**YOUR GOAL**
Arrange the rows in the stretch from the line containing "Target: white plush fur" through the end of the rows as a two-column CSV with the header columns instruction and response. Give one CSV line per row, holding the row's text and its answer, each in a single quoted field with line breaks replaced by spaces.

**PROVIDED RECORDS**
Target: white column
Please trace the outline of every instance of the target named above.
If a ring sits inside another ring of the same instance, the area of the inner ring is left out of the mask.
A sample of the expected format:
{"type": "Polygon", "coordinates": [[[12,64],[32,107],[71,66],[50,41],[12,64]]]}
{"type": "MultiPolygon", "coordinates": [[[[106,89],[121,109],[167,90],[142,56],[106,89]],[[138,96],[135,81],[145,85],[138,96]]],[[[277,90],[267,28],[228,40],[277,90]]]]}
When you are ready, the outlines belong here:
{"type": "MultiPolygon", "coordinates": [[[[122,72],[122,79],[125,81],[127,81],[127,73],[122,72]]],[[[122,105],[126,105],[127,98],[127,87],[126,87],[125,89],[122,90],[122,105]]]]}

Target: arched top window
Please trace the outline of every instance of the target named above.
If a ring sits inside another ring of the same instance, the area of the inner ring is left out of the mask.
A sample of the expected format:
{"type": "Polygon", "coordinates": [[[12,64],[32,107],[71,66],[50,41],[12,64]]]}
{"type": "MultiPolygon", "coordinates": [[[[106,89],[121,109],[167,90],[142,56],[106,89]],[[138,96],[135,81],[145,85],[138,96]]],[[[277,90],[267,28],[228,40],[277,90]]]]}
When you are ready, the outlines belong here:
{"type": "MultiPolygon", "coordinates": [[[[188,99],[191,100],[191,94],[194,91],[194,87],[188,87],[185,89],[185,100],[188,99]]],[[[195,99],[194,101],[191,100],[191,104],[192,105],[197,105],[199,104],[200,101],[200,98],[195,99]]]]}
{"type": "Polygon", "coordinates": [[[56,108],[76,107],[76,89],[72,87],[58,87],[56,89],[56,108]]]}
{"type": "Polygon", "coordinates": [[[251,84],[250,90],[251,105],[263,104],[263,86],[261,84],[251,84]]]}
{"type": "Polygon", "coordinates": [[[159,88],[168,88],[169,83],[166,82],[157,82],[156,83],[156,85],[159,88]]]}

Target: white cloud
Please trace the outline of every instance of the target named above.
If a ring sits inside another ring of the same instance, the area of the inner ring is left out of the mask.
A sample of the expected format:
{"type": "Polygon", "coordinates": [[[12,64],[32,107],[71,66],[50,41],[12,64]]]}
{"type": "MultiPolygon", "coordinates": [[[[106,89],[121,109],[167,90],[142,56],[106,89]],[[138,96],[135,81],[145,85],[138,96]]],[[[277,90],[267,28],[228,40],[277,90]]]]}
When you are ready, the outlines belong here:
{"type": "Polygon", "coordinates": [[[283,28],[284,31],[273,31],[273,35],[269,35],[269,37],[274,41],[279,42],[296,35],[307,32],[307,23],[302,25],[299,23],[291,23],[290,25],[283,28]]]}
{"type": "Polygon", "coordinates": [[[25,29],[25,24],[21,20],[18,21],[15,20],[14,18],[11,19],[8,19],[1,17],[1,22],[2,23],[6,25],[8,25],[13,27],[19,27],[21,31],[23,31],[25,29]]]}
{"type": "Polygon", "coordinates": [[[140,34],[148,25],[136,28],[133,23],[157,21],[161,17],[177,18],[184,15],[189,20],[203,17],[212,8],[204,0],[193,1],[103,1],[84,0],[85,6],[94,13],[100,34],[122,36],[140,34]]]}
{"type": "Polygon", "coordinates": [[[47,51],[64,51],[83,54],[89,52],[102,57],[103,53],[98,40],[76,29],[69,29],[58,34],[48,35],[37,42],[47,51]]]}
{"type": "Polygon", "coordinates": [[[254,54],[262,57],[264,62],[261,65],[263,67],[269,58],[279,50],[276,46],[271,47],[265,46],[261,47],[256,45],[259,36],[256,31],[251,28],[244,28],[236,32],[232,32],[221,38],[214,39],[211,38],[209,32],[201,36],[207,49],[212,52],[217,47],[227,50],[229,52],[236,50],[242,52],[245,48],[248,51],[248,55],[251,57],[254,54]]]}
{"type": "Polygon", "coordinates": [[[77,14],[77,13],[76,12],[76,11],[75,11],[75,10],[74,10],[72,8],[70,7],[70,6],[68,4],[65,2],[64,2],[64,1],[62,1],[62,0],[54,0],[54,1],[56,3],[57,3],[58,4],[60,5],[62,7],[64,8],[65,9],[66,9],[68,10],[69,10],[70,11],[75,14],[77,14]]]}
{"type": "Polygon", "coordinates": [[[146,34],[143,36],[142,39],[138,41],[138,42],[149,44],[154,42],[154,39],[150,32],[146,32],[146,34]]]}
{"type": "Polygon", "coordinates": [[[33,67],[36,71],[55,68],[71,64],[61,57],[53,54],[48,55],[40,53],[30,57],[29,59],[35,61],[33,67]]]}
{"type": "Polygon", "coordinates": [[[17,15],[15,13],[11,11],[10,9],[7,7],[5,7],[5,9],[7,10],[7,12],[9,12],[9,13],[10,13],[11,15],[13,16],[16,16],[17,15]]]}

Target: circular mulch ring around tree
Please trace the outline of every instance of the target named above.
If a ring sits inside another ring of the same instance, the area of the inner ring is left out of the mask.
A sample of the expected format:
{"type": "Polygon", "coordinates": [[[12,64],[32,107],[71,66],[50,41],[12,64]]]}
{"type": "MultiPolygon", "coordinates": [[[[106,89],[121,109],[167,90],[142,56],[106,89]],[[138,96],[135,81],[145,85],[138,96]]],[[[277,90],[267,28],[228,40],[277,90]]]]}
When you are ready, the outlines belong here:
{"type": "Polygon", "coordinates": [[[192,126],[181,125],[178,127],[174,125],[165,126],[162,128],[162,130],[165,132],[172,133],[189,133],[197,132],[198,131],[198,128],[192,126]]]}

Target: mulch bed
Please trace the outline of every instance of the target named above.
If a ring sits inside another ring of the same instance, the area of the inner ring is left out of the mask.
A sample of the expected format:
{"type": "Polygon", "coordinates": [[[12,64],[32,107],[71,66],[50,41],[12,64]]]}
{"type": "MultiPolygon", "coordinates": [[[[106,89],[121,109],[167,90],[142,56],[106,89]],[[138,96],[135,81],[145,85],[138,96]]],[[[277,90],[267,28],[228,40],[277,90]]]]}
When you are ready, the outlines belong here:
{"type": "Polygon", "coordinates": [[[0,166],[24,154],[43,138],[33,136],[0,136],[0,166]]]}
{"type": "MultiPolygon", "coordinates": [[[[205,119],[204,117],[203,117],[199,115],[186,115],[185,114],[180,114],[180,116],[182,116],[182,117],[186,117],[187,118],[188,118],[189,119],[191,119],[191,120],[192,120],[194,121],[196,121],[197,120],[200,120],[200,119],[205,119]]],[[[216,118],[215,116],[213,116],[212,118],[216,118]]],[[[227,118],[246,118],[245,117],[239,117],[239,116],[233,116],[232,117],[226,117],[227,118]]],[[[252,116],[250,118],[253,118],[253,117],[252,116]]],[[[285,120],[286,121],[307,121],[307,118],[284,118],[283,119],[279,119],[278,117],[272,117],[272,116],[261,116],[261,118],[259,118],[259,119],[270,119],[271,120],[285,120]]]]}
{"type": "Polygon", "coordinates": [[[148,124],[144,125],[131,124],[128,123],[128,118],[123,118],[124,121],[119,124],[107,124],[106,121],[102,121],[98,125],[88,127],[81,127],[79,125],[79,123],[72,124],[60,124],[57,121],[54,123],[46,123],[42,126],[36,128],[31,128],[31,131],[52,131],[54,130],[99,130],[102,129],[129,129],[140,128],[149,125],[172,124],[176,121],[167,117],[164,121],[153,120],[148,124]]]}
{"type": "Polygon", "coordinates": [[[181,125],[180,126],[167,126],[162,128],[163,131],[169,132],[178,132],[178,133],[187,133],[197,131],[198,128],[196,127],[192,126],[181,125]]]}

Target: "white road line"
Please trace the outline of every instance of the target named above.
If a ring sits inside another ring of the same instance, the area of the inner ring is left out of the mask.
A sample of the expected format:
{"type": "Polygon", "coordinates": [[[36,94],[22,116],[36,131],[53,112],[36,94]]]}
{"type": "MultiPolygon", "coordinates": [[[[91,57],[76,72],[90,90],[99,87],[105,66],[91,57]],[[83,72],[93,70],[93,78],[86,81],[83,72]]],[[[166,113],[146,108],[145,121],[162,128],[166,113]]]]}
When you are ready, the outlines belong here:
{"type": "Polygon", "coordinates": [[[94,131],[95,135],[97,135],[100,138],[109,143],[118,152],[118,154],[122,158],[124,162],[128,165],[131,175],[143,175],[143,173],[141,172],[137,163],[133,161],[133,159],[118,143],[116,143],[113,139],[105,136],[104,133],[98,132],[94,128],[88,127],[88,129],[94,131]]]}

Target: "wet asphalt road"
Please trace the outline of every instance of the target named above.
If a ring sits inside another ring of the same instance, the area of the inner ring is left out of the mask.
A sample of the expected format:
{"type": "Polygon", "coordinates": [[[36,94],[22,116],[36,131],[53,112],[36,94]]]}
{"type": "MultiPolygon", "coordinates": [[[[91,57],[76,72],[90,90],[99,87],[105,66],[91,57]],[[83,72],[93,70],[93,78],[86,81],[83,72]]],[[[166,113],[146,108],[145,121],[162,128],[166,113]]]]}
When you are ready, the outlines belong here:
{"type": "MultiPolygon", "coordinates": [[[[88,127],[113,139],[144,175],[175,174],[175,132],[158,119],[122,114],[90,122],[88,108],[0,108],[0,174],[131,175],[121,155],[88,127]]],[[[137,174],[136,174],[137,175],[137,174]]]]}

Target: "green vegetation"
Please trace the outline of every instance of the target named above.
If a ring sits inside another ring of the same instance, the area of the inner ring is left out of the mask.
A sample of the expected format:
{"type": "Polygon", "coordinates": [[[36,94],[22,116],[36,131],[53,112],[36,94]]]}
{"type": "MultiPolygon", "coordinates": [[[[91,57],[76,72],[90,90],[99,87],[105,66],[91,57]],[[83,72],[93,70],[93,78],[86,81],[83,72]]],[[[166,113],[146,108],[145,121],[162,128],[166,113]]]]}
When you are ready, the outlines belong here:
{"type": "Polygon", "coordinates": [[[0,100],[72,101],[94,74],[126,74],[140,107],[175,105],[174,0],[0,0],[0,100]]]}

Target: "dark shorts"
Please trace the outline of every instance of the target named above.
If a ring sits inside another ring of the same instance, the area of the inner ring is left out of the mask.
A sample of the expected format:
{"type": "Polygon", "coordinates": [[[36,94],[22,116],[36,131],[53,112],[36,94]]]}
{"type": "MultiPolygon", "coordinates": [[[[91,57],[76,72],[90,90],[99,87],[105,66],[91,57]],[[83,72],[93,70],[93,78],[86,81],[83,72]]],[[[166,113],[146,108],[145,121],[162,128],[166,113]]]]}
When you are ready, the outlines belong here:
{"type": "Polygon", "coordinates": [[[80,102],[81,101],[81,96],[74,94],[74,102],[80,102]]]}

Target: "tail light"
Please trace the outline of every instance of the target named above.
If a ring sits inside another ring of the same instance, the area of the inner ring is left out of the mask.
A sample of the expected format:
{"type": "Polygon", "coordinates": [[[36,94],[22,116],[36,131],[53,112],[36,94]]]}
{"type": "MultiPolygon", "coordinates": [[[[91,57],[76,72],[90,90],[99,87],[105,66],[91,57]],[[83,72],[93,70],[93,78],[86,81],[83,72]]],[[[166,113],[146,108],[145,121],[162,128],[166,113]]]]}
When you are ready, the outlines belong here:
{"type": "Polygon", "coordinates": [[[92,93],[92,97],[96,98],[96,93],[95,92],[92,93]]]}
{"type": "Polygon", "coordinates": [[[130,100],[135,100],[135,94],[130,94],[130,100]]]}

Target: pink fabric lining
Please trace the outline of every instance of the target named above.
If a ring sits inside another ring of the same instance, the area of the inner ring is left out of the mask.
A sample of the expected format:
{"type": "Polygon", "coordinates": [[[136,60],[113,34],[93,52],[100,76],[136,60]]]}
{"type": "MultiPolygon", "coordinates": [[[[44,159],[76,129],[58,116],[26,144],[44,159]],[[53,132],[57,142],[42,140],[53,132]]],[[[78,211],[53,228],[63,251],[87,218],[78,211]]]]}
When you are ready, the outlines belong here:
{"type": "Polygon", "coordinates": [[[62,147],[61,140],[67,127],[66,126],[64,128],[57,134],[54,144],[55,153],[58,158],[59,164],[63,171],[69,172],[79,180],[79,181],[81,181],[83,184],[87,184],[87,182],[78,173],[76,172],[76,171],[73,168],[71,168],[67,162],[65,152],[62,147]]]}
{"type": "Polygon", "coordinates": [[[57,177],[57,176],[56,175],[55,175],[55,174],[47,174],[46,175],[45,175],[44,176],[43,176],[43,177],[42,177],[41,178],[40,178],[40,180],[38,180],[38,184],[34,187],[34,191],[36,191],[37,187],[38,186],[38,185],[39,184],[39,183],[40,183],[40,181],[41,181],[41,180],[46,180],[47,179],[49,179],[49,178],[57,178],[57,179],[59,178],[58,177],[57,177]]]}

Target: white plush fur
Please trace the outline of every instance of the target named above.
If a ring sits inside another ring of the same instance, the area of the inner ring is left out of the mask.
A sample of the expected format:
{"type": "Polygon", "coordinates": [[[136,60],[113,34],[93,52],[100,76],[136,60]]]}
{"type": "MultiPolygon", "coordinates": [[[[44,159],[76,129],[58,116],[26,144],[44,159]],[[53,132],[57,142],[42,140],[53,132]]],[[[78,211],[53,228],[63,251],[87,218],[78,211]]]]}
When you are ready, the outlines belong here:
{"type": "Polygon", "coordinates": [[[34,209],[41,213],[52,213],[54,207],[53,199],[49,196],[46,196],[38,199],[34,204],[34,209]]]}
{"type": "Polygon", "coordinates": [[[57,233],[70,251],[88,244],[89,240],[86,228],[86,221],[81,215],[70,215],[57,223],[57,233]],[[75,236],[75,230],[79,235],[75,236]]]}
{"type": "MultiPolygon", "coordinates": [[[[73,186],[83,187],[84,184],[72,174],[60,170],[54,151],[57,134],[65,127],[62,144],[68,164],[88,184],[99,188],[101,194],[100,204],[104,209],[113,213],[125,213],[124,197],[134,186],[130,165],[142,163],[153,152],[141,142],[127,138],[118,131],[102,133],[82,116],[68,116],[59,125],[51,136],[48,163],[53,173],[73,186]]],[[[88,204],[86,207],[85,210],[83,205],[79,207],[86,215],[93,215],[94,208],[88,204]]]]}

**OUTPUT OF THE EXERCISE**
instruction,response
"Target: white plush fur Please trace the outline of every instance of the target named above. If a ring sits inside another ring of the same instance, the area of the inner ring is left out of the mask. A sample of the expected format: {""type"": ""Polygon"", ""coordinates"": [[[136,60],[113,34],[93,52],[100,76],[136,60]]]} {""type"": ""MultiPolygon"", ""coordinates"": [[[[44,159],[76,129],[58,116],[26,144],[44,159]],[[53,132],[57,142],[42,140],[53,132]]],[[[78,211],[53,228],[63,251],[87,218],[78,211]]]]} When you are ready, the outlines belong here:","{""type"": ""Polygon"", ""coordinates"": [[[34,209],[41,213],[52,213],[54,207],[53,199],[49,196],[46,196],[38,199],[34,204],[34,209]]]} {""type"": ""Polygon"", ""coordinates"": [[[57,233],[70,251],[88,244],[89,240],[86,228],[86,221],[81,215],[70,215],[57,223],[57,233]],[[75,236],[75,230],[79,235],[75,236]]]} {""type"": ""MultiPolygon"", ""coordinates"": [[[[73,186],[83,187],[84,184],[72,174],[60,170],[54,151],[57,134],[65,127],[62,144],[68,164],[88,184],[99,188],[101,194],[100,204],[104,209],[113,213],[125,213],[124,197],[134,186],[130,165],[142,163],[153,152],[141,142],[127,138],[118,131],[102,133],[82,116],[68,116],[59,125],[51,136],[48,163],[53,173],[73,186]]],[[[88,204],[86,207],[85,210],[83,205],[79,207],[86,215],[93,215],[94,208],[88,204]]]]}"